**What to do**
Write out the whole listing again, exactly as given.

** Start of Entries supplied **

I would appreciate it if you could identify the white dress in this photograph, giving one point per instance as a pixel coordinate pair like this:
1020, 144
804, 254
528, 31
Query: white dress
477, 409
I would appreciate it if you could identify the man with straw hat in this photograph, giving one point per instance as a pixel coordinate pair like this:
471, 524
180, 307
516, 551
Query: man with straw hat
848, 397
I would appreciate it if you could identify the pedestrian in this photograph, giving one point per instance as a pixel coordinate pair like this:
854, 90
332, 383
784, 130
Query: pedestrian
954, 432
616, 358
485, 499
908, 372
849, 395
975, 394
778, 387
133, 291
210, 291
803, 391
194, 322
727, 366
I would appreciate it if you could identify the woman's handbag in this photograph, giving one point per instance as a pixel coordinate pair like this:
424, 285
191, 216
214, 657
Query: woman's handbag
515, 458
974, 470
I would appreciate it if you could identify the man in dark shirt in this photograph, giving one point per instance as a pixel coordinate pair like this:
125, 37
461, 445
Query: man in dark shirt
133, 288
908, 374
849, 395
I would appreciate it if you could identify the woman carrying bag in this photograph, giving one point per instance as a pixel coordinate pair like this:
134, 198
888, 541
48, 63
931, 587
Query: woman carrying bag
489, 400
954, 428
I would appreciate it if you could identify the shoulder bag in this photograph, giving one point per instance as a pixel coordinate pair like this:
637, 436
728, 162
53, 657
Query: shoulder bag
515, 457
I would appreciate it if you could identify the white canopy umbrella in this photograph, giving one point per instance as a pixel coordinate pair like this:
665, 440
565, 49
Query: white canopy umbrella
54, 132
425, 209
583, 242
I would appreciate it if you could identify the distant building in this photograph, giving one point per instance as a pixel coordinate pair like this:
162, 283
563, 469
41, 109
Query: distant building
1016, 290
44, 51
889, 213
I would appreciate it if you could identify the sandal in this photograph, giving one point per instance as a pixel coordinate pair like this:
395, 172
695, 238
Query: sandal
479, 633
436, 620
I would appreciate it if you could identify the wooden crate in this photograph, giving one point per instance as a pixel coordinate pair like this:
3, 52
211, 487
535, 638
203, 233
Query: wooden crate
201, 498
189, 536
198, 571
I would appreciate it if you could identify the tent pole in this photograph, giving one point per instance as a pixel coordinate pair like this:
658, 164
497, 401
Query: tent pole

** End of Entries supplied **

**Finished answer**
I would appreciate it if you could identify the white dress in this photograph, giving one point per instance as a pixel coordinate pair like this:
1020, 144
804, 254
528, 31
Query: white dress
477, 409
I would appreciate it if you could identify the man with straw hat in this photograph, giving one point per instance as a pixel coordinate pair like this:
471, 524
180, 307
516, 551
Query: man with straw hat
848, 397
I would appreciate it if you could identify the pedestrian in this photograph, giving one point per instance as a pixel coordinate pair like this:
854, 90
332, 383
784, 130
Query: pedestrian
954, 432
616, 358
485, 499
908, 372
849, 395
975, 394
778, 387
133, 291
210, 291
803, 391
194, 322
727, 366
I would appreciate it if you could identify the woman's handbag in this photograph, giving one point per instance as a pixel coordinate pair like this:
424, 285
191, 216
214, 657
Query: woman's handbag
515, 458
974, 470
I would appreciate it if you could identify the man in dark shirt in this photograph, giving one point per instance as a pixel coordinate pair like this:
125, 37
461, 445
Query: man in dark shirt
133, 288
908, 374
849, 395
I would appreciate it if you could identify the woman carrying bag in this photograph, giving one point per instance as a pixel coordinate pair like this:
134, 198
888, 541
48, 63
931, 587
Query: woman carrying bag
489, 400
954, 428
I would appreciate it if you could identify the shoulder bag in this photograph, giving one point per instance as a pixel coordinate pair like this:
637, 436
728, 162
53, 657
Query: shoulder bag
515, 457
I would appreciate it if you could identify the white canopy umbrella in this photograph, giving one point per instance as a pixel coordinate pair like this:
665, 440
565, 49
Query: white canopy umbrella
54, 132
425, 209
583, 242
I would appreciate it if you could identify the distant building in this photograph, giving one point per instance as a pixel coordinate pair like this:
162, 283
563, 469
41, 109
Query: distant building
1016, 290
44, 51
889, 213
I would appreciate it if you could identify the sandal in this photograph, giving one point per instance as a pixel coordinate pair like this:
395, 172
695, 238
Query: sandal
479, 633
436, 620
I would appreciate it if you could identify the wooden crate in this photograph, giving one point per instance as a pixel coordinate pair like this:
3, 52
211, 487
535, 638
203, 233
Query: wooden crate
201, 498
189, 536
198, 571
I would appreciate it if you could identify the tent pole in this photograph, giving one point per instance as a pixel coordinate pair like this:
658, 164
497, 401
Query: tent pole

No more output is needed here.